When I was a kid, I used to love reading a book for children by the Anglo French writer and satirist Hilaire Belloc.
'Cautionary Tales for Children' was a series of humourous poems for kids about kids with various character traits.
As the title implies, many of the rhymes had grisly stings in the tail (or should that be tale?)
They included rhymes entitled 'Jim who ran away from his nurse and was eaten by a lion,' 'Matilda who told lies and was burned to death' or 'Henry King who chewed bits of string and was early cut off in dreadful agonies'.
As grisly as these poems were, they appealed in much the same way as 'Horrible Histories' appeals to children today.
They were humourously macabre but they also had a very pointed moral.
If Belloc were alive today, it would be interesting to see what he would have made of the story of Michaella McCollum.

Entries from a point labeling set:

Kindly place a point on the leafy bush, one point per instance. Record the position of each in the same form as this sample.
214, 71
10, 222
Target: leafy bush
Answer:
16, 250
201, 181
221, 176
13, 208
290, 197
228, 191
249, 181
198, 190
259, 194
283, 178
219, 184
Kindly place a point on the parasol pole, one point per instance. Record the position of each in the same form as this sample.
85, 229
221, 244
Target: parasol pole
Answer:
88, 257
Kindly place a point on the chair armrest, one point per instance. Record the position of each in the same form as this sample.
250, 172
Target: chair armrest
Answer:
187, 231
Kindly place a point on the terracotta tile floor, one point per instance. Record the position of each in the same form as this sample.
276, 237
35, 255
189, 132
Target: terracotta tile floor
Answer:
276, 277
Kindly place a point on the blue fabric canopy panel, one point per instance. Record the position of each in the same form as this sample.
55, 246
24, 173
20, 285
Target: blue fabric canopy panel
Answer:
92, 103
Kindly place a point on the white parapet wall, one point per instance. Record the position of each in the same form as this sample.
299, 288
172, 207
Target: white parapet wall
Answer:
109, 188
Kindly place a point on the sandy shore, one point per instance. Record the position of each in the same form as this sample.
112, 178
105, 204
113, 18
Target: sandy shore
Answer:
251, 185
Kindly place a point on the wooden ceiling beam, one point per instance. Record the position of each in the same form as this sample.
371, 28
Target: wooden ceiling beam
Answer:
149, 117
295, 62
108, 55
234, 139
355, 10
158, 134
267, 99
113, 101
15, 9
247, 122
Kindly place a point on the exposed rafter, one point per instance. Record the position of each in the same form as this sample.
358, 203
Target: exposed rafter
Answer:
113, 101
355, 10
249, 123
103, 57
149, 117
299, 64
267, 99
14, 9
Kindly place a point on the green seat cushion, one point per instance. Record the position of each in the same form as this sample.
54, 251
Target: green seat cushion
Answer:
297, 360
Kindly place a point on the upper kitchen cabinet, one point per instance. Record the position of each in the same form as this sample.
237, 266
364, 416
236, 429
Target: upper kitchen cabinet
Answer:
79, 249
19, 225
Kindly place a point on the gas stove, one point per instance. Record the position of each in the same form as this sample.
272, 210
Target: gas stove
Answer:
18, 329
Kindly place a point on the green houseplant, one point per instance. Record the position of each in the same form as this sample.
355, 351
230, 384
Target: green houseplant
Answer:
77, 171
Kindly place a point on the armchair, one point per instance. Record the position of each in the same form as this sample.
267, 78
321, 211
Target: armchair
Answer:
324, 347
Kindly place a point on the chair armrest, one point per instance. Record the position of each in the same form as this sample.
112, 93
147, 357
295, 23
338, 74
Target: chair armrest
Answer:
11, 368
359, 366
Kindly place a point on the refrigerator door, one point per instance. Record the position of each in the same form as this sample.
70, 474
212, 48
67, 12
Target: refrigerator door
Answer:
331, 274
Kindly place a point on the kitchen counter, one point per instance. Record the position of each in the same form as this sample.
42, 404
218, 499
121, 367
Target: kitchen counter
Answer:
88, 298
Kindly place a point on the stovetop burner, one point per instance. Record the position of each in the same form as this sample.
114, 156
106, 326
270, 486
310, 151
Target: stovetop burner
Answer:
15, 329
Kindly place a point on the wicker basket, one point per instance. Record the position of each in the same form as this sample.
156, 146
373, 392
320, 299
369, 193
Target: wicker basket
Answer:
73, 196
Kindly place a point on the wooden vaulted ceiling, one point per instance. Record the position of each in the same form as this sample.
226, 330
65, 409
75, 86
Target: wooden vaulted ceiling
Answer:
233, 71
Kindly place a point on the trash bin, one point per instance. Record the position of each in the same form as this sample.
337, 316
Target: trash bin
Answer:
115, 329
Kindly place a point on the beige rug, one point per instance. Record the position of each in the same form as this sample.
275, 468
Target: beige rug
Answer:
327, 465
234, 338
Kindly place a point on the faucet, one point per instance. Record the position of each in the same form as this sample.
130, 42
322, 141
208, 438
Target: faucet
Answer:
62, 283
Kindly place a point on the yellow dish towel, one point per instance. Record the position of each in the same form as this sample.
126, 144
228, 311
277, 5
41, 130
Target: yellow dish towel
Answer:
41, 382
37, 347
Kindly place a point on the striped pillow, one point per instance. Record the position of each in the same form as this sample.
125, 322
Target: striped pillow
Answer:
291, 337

**List of tasks**.
A: Using the text about Belloc's Cautionary Tales, answer each question briefly:
(i) How does the text describe Hilaire Belloc?
(ii) Which rhyme title mentions a lion?
(iii) What present-day work does the text compare the poems' appeal to?
B: Translate this sentence from the text about Belloc's Cautionary Tales into Spanish: "They were humourously macabre but they also had a very pointed moral."
C: Carry on the text about Belloc's Cautionary Tales from its final sentence.

**Responses for each task**.
A:
(i) As an Anglo French writer and satirist.
(ii) 'Jim who ran away from his nurse and was eaten by a lion'.
(iii) 'Horrible Histories'.

B: Eran macabros con humor, pero también tenían una moraleja muy marcada.

C:
If he were to craft a poem about it, it would probably be entitled 'Michaella: who partied too hard in Ibiza and through her own stupidity ended up in jail in Peru'.
BBC3's 'High: Confessions of an Ibiza Drug Mule' aims to be a cautionary tale about a 20 year old from Aughnacloy in Co Tyrone in Northern Ireland who hit the headlines in August 2013.
She was arrested at an airport in Lima along with Melissa Reid from Lenzie in East Dunbartonshire in Scotland for smuggling £1.5 million worth of cocaine.
Known as the "Peru Two", the duo featured in a Channel 4 documentary in 2015 called 'Brits Behind Bars: Cocaine Smugglers'.
Stuart Bernard's BBC3 documentary revisits the story as if it were a slick Guy Ritchie or Danny Boyle movie.
When she is not being interviewed, McCollum narrates the five episode miniseries as if she is a Co Tyrone version of Renton in 'Trainspotting' or Alan in 'Lock, Stock and Two Smoking Barrels'.
The voice of Melissa Reid, however, is absent which is a huge gaping hole.
According to McCollum's account, she was a small town, working class girl from Co Tyrone who went to Ibiza in search of fun and got a little too intoxicated by her lifestyle - partying with a Scottish girl called Parry, taking drugs, drinking, going to raves into the wee small hours and meeting boys.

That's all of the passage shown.